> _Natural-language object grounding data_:

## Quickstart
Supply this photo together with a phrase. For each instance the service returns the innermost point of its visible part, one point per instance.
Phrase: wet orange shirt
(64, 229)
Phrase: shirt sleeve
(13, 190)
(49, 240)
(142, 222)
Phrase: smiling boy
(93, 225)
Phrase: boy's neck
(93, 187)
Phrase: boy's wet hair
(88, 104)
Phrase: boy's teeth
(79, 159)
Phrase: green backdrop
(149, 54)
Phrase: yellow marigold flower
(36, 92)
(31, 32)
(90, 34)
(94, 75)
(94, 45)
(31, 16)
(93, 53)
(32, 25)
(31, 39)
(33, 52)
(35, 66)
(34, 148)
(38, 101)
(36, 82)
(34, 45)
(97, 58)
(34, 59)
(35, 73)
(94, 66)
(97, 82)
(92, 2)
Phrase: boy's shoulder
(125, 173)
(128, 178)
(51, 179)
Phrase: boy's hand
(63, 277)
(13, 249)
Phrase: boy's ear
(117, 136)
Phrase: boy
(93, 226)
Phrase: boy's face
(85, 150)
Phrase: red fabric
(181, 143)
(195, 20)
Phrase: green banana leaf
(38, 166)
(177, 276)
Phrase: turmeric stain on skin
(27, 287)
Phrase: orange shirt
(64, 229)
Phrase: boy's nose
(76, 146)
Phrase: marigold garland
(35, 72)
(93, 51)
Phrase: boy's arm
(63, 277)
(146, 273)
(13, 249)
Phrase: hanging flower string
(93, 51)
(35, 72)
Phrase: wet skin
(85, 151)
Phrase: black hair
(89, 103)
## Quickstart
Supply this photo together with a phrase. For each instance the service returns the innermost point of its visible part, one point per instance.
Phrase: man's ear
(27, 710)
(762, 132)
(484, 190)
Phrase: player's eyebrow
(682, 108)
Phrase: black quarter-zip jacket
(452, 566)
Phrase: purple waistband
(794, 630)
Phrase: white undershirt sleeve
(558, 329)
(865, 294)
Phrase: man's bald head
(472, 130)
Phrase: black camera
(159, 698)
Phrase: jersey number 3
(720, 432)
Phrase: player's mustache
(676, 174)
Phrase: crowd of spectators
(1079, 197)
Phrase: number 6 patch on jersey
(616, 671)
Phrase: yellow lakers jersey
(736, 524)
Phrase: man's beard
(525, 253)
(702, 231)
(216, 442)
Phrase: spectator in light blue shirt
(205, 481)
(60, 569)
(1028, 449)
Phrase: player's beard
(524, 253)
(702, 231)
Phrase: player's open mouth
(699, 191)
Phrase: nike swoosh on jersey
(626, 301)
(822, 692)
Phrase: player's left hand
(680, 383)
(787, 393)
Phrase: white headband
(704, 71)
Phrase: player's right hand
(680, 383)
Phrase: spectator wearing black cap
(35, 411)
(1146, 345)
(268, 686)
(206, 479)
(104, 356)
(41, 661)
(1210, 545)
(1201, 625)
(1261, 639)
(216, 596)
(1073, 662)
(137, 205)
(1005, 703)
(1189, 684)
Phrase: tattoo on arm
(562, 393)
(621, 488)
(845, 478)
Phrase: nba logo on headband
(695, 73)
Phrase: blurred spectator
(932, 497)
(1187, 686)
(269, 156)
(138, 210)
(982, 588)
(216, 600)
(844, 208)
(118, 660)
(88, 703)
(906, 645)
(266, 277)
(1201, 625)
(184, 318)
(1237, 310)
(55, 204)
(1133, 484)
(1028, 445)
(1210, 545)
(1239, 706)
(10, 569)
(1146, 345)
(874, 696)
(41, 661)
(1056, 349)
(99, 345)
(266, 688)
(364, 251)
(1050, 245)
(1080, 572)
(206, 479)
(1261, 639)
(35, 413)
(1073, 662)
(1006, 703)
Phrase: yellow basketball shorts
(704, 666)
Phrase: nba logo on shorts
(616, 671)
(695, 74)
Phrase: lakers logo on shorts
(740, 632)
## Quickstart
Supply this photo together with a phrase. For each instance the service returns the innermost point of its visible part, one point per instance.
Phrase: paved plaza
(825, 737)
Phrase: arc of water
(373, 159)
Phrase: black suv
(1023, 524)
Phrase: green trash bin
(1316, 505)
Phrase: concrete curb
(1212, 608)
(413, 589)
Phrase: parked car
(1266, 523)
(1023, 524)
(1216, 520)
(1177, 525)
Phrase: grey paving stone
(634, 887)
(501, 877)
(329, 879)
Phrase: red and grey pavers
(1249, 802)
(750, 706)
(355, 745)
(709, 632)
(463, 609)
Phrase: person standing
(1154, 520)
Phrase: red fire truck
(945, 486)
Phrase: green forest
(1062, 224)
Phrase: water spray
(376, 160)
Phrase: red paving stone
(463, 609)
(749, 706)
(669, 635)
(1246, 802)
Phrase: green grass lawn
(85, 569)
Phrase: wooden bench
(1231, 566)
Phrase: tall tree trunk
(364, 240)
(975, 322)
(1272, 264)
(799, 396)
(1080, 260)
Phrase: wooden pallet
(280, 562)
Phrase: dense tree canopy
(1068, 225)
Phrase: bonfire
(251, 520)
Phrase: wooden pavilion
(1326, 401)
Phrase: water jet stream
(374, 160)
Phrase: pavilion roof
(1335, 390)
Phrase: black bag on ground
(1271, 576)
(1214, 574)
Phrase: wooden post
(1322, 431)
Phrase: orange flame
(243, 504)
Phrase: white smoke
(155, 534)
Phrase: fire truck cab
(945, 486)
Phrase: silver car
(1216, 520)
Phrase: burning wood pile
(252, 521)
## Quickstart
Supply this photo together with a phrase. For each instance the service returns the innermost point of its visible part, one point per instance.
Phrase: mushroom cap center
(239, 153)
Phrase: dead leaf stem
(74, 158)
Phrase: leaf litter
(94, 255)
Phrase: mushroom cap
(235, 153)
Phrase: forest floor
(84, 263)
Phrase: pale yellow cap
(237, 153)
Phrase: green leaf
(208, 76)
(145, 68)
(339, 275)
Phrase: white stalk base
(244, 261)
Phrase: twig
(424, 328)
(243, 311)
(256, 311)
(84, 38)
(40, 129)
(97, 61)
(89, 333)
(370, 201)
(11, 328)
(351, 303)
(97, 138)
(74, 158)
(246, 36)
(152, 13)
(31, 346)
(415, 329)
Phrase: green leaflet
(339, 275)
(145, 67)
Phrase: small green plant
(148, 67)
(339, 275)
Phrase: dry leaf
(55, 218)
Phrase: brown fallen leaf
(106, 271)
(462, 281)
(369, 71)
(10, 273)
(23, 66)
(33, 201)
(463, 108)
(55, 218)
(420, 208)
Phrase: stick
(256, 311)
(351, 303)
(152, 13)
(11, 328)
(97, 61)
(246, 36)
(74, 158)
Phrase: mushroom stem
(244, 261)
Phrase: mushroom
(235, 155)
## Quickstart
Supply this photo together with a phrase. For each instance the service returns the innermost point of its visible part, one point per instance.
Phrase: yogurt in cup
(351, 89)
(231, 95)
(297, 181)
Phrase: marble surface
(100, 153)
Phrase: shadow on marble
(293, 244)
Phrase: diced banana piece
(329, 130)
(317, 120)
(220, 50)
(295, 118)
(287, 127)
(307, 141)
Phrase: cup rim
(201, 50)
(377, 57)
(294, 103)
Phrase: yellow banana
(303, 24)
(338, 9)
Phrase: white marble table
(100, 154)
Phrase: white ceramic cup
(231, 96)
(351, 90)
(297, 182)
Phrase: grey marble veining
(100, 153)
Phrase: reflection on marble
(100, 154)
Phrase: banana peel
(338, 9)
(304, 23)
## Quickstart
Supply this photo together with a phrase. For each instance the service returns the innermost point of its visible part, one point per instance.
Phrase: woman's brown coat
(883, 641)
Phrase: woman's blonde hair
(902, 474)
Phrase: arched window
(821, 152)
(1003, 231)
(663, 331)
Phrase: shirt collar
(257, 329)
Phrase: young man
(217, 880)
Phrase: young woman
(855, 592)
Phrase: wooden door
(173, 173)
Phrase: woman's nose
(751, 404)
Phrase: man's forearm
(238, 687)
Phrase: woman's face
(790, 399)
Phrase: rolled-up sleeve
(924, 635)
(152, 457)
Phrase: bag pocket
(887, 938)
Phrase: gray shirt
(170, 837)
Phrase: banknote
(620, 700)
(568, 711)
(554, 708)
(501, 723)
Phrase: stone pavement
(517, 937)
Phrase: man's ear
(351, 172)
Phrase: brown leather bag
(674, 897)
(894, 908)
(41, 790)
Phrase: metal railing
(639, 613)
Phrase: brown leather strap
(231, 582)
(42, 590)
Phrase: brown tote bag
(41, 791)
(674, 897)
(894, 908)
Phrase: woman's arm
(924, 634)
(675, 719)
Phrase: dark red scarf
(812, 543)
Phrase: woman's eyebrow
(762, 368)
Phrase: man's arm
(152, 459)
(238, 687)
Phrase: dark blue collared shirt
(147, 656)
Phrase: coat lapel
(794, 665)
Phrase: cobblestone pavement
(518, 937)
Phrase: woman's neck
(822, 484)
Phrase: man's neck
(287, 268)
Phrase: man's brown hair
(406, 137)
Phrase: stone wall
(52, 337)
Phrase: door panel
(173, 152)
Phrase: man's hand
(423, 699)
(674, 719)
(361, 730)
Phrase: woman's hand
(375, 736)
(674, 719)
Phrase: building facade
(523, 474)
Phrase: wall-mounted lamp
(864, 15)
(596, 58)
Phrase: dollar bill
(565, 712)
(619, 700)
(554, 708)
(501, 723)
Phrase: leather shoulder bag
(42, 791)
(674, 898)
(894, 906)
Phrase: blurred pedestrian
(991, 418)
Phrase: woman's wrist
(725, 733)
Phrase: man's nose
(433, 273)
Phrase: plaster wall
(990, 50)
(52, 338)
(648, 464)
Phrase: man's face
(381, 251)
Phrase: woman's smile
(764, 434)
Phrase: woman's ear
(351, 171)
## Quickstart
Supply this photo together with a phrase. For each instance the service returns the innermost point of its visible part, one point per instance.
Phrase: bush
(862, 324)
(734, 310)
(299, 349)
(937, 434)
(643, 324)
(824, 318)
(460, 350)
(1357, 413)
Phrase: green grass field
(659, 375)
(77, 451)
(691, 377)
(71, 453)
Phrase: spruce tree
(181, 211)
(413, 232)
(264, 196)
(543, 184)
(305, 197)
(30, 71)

> _About this exercise_:
Output only the lines from the line that contains "Phrase: building facade" through the end of the entries, both included, exactly as they appear.

> _Result of the task_:
Phrase: building facade
(523, 474)
Phrase: wall-mounted lamp
(864, 15)
(596, 58)
Phrase: dollar bill
(565, 712)
(619, 700)
(554, 708)
(501, 723)
Phrase: leather shoulder bag
(42, 791)
(674, 898)
(894, 906)
Phrase: blurred pedestrian
(991, 418)
Phrase: woman's wrist
(725, 733)
Phrase: man's nose
(433, 273)
Phrase: plaster wall
(990, 50)
(52, 338)
(648, 464)
Phrase: man's face
(381, 251)
Phrase: woman's smile
(764, 434)
Phrase: woman's ear
(351, 171)
## Quickstart
Supply this photo together with a phrase. For each instance the service returns the innermost point of its visible part, one point per instance.
Phrase: bush
(862, 324)
(734, 310)
(299, 349)
(937, 434)
(643, 324)
(824, 318)
(460, 350)
(1357, 413)
Phrase: green grass field
(659, 375)
(77, 451)
(691, 377)
(71, 453)
Phrase: spruce tree
(181, 211)
(413, 232)
(264, 196)
(543, 184)
(305, 197)
(30, 71)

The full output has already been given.